Text block »
━━━━━━━━━━━━━━━━━━━━━━━━━━━━━━

Poolbeg Pharma (POLB) announced that Roaring Waters Capital are in on the shareholder register at 5.74%.
Comment: It has not exactly been a smooth ride at POLB in the recent past, with widened losses and an abortive M&A deal. But with the share price near the lows our friends at Roaring Waters may be correct in their share purchase.
Cooks Coffee Company (AQUIS:COOK), the international coffee focused café chain, announced the publication of the Company’s Annual Report and Financial Statements for the year ended 31 March 2025. Group revenue was up 43% at NZ$6.7m v NZ$4.7m in FY24. This includes NZ$1.0m of sales through the Dairygold stores for the 3.5 months from mid December 2024. Like for like revenue (excluding Dairygold sales) was $5.7m, an increase of 22.1%.
Comment: With it being possible to pay nearly 5 quid for an iced latte, it is not that surprising that COOK has managed to improve all the key metrics. This underlines that there is still demand and capacity in what one would have thought is an increasingly crowded space.
Andrada Mining Limited (ATM), a critical minerals producer with mining and exploration assets in Namibia, is pleased to announce that it intends to raise up to £4.5 million through a proposed strategic equity subscription by a new investor, Talent10 Resources Proprietary Limited , and simultaneously conduct an accelerated bookbuild through H&P Advisory Limited to raise an additional £1.5 million from new and existing institutional investors.
Comment: It has taken some degree of skill and talent to keep a lid on the share price of such an A grade company, but somehow this has been achieved. The chance to get a proper market cap / appreciation should not be missed after this latest fundraise.
Cake Box Holdings (CBOX), the UK’s largest retailer of fresh cream celebration cakes, confirms the new timings for the presentations to investors and analysts relating to its Full Year results for the 52 weeks to 30 March 2025 to be released on Tuesday 15 July 2025.
Comment: If nothing else, we are all dying to know how the company is going in the aftermath of the £22m Ambala, Indian sweets deal in March.
Gelion (GELN), the Anglo-Australian battery innovator, reported continued strong progress at its wholly owned subsidiary, Battery Minerals Ltd, as it advances the development of the novel lithium-ion (Li-ion) battery recycling technology. This proprietary technology is based on a process originally developed at Johnson Matthey and builds on the patent and technology package acquired by Gelion in March 2023.

━━━━━━━━━━━━━━━━━━━━━━━━━━━━━━

Entries supplied »
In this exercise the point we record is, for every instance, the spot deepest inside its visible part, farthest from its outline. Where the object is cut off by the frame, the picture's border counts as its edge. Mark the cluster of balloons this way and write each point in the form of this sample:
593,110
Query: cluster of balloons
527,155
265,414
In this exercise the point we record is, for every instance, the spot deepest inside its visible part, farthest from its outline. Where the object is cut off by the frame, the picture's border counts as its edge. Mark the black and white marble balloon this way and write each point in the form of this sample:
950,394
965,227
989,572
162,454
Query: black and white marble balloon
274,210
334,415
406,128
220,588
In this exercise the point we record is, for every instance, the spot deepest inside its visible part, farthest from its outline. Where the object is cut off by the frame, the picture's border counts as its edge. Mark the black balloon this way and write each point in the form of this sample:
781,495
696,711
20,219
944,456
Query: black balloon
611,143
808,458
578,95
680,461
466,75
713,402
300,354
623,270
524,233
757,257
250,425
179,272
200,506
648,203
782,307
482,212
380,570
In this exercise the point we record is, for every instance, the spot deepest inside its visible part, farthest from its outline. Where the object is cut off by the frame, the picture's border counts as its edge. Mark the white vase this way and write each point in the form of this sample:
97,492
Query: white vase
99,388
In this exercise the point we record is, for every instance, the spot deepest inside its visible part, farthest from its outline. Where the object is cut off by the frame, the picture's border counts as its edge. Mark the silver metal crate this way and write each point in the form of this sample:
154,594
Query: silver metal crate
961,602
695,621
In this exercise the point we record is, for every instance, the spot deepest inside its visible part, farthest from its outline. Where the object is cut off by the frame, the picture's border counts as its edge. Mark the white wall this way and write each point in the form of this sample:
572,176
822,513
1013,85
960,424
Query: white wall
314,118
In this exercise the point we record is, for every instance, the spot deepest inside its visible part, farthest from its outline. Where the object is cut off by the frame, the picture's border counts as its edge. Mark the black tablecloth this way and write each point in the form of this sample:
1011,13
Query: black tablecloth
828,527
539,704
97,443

━━━━━━━━━━━━━━━━━━━━━━━━━━━━━━

Apply what you read »
A. In the stock market roundup, what share of Poolbeg Pharma's register does Roaring Waters Capital hold?
B. Can you sum up the stock market roundup in three sentences?
C. Could you carry the stock market roundup forward from its last sentence?

Response list »
A. 5.74%.

B. Roaring Waters Capital has taken a 5.74% stake in Poolbeg Pharma, and Cooks Coffee Company reported group revenue up 43% to NZ$6.7m for the year ended 31 March 2025. Andrada Mining plans to raise up to £4.5 million from a new strategic investor plus £1.5 million through an accelerated bookbuild, and Cake Box confirmed new presentation timings for full-year results due on 15 July 2025. Gelion reported continued progress on Li-ion battery recycling technology at its subsidiary Battery Minerals Ltd, and most items carry a brief comment.

C.
Comment: Although the battery space is supposed to be the new rock and roll, especially with relation to the Net Zero rip off, it has not quite captured the imagination of the stock market – yet.
Ariana Resources (AAU), the AIM-listed mineral exploration and development company with gold project interests in Africa and Europe, announced an updated economic model and Strategic Options Study for the 100% owned Dokwe Gold Project in Zimbabwe. Revised Dokwe North Pre-Feasibility Study economic model on Reserves at a gold price of US$2,750/oz provides: Net Present Value of US$354 million.
Comment: Given the ongoing unfortunate blogging coverage the company continue to get, there is no surprise that even in the biggest gold market ever, the share price, and the perception of the company continues to flounder.

Disclaimer & Declaration of Interest:
The information, investment views, and recommendations in this Zaks Traders Cafe interview are provided for general information purposes only. Nothing in this interview should be construed as a promotion or solicitation to buy or sell any financial product relating to any companies under discussion or referred to or to engage in or refrain from doing so or engage in any other transaction. Any opinions or comments are made to the best of the knowledge and belief of the commentator but no responsibility is accepted for actions based on such opinions or comments. The commentators may or may not hold investments in the companies under discussion.